Data items:
--------------------
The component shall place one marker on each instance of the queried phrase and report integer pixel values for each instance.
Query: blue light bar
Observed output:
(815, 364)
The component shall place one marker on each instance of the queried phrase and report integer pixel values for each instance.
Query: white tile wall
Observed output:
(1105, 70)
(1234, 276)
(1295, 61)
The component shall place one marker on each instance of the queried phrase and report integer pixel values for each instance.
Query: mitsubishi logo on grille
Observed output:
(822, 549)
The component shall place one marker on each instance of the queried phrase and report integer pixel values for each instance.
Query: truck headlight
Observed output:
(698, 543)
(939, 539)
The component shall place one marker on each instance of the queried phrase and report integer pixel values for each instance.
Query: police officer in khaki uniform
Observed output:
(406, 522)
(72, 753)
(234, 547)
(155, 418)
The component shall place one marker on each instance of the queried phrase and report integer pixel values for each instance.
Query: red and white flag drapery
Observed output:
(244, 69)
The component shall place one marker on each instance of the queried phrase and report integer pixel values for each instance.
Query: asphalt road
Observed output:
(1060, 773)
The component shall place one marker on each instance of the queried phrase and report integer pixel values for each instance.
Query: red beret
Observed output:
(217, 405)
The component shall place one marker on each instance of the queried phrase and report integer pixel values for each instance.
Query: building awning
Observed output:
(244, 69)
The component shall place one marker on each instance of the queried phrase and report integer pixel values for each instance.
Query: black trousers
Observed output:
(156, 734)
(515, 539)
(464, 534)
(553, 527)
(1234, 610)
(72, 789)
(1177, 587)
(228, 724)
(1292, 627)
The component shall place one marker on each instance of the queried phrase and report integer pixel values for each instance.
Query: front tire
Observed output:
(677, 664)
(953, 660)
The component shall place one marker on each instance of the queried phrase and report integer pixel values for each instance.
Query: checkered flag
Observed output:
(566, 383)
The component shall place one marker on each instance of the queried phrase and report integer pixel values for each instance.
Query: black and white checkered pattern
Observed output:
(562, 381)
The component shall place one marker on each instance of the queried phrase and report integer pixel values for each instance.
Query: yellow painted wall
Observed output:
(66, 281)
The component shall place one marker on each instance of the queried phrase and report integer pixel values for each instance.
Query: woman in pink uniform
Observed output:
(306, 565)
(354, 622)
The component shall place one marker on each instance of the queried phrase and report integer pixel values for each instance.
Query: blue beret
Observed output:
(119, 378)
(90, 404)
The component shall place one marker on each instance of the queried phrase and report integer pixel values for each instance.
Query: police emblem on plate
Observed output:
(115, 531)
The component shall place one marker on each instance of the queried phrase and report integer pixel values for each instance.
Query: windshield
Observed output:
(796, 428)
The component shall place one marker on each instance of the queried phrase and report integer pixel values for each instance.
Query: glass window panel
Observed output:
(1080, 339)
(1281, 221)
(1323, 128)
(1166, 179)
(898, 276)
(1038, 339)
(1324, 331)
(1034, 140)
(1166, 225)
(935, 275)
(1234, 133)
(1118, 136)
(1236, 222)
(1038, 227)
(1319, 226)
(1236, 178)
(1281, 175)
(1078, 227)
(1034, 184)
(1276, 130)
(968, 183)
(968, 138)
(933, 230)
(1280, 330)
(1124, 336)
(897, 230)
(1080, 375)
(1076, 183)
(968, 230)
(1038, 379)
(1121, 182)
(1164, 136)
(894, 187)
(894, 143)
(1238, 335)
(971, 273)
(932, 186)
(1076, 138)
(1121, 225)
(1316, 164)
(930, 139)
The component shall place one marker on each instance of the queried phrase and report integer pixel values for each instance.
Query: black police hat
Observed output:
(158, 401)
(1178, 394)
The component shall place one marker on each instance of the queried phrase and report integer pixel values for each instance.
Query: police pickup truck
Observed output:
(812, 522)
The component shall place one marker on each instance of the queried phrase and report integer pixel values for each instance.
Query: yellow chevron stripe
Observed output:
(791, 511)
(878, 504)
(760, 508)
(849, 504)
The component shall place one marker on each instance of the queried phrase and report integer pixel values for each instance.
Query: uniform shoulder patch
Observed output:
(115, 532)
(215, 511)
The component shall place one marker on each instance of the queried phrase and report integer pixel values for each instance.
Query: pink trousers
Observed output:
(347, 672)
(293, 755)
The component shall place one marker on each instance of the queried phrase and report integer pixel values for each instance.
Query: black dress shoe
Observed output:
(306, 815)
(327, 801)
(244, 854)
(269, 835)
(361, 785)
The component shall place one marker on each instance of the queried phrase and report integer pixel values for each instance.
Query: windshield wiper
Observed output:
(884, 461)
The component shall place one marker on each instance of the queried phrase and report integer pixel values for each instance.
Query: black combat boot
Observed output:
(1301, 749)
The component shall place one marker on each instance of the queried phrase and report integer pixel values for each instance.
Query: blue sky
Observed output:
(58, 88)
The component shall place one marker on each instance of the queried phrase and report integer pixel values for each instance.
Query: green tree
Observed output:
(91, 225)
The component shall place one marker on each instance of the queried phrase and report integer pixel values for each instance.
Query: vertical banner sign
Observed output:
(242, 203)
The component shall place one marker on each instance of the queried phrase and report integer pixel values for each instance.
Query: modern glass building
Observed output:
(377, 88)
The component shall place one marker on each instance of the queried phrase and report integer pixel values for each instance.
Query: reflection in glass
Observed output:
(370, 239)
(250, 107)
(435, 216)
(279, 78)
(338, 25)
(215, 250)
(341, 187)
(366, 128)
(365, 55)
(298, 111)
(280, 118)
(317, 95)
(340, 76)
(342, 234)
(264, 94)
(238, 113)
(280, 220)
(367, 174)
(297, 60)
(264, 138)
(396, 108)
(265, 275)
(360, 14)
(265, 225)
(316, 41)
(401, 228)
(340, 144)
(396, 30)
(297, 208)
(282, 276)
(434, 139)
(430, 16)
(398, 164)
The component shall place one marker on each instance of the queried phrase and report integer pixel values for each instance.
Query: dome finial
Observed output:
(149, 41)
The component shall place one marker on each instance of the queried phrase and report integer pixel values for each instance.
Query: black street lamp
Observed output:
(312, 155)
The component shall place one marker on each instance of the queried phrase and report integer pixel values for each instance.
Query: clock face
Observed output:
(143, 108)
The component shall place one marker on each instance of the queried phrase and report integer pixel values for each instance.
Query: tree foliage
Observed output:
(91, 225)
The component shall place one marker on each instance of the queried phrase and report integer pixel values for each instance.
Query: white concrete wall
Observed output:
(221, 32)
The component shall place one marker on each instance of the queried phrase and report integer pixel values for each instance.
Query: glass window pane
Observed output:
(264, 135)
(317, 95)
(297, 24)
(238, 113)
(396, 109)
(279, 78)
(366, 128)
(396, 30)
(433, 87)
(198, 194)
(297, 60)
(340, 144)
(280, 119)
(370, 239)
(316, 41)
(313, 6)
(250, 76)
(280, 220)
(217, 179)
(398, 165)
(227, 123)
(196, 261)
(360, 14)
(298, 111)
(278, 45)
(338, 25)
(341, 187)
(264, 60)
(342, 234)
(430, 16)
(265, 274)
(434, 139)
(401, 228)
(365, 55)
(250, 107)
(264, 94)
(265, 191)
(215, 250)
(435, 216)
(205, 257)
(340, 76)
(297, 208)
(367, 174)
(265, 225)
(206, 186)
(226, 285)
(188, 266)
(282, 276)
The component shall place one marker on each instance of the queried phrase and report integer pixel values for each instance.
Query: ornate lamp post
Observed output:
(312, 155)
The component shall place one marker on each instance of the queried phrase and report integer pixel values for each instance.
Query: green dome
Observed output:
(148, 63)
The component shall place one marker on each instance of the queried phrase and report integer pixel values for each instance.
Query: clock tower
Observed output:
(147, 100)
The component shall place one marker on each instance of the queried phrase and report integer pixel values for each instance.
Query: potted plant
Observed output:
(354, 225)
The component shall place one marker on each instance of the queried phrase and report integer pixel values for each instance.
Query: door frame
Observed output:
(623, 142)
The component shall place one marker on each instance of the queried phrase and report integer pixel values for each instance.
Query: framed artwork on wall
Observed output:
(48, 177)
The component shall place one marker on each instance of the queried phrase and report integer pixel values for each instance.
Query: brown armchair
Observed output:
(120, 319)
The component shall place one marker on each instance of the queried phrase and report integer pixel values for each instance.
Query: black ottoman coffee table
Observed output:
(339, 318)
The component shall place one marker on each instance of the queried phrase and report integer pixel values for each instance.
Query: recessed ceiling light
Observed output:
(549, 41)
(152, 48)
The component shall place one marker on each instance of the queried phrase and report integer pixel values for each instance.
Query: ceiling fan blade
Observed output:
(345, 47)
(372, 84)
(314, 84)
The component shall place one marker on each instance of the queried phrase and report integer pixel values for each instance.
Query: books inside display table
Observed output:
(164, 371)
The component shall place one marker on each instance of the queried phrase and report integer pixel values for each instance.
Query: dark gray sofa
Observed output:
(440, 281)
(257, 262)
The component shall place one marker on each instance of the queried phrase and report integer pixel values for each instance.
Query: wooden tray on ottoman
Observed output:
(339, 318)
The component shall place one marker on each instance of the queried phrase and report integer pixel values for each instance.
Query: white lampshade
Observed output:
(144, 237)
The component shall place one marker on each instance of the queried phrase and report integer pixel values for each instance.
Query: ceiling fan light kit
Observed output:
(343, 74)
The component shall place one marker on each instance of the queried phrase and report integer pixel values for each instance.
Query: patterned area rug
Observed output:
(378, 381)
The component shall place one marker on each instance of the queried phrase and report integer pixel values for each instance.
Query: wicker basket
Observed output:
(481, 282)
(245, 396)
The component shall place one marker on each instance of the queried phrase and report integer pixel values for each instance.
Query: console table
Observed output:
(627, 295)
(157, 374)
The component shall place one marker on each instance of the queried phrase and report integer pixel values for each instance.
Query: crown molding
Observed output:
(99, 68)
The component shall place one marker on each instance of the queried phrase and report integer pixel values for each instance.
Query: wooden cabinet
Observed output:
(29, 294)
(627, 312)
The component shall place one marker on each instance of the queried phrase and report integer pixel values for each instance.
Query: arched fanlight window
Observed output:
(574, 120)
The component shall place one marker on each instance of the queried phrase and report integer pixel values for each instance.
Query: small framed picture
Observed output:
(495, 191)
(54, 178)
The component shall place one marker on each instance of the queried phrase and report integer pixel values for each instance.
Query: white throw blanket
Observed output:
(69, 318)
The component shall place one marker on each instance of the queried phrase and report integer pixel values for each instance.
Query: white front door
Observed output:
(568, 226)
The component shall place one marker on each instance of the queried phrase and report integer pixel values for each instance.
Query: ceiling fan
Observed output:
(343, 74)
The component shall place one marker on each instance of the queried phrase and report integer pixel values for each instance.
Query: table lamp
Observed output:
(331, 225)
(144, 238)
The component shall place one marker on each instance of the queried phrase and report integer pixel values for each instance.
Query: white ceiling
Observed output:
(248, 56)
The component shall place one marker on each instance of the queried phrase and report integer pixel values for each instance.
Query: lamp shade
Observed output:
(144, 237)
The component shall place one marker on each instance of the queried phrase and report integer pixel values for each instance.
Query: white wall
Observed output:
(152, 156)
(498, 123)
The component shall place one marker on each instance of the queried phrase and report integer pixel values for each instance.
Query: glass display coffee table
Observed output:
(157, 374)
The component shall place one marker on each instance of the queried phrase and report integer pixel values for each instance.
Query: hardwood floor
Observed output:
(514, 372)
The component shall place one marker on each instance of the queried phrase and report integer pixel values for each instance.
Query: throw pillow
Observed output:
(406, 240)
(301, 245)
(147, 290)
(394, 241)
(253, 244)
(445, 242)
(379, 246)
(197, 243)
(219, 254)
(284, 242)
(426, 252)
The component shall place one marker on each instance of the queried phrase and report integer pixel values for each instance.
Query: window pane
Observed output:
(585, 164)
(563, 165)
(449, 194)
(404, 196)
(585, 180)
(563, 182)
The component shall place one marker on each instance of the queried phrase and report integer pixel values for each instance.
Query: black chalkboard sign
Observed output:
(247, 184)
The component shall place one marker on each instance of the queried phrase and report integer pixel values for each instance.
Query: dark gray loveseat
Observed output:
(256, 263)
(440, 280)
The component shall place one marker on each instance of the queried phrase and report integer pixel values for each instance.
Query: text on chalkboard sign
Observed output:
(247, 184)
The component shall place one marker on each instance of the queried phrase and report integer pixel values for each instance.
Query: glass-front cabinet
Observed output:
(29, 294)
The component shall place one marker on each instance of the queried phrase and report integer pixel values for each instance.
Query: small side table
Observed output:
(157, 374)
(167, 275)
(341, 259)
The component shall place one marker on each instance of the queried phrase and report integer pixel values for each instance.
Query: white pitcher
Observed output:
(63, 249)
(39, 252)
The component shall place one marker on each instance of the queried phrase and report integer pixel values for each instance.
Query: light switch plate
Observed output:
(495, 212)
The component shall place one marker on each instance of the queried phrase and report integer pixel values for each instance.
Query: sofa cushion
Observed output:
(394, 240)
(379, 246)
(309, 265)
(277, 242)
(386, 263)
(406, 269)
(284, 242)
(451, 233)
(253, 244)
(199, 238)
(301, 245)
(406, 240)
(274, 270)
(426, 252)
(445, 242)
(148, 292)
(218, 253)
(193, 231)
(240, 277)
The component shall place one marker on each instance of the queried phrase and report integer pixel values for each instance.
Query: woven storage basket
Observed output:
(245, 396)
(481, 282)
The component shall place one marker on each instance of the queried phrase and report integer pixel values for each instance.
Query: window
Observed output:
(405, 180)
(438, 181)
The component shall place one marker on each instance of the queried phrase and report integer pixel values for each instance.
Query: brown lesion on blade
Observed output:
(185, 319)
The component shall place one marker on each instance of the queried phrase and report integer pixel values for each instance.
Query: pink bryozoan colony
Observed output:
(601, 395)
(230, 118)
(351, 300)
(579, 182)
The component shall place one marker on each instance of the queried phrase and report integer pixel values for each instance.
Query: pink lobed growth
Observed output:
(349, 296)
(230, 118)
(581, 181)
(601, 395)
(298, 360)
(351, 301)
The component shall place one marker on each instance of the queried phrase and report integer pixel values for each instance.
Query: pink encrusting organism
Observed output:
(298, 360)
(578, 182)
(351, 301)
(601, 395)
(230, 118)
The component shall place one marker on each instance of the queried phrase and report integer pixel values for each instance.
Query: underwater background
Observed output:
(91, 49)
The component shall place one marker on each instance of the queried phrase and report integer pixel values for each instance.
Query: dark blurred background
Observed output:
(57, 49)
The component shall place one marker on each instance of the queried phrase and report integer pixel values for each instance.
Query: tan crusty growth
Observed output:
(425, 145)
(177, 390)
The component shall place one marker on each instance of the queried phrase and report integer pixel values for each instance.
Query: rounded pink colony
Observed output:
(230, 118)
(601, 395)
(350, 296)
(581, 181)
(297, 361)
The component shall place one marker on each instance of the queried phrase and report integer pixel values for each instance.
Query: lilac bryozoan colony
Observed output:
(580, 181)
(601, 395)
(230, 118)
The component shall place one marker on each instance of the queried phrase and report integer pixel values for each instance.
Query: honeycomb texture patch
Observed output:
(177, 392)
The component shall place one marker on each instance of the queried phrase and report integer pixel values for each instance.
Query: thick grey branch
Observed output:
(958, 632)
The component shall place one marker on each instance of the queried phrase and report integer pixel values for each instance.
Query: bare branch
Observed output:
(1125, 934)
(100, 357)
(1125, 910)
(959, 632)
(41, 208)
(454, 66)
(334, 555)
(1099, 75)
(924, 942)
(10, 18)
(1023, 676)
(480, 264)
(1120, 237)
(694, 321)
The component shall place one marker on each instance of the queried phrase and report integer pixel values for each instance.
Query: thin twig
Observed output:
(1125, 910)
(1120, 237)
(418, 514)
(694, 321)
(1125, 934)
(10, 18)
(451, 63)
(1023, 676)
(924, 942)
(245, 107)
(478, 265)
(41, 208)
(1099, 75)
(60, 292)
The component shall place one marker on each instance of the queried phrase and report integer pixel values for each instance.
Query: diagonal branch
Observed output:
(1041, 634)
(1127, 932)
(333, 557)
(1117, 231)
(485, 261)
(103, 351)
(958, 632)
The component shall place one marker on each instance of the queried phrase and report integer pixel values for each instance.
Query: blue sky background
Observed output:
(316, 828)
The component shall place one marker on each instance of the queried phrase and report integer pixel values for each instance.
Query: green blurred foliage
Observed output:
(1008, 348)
--------------------
What to produce: State how many lines of the records contain the word "black". Give only the number.

Solution for this task: 8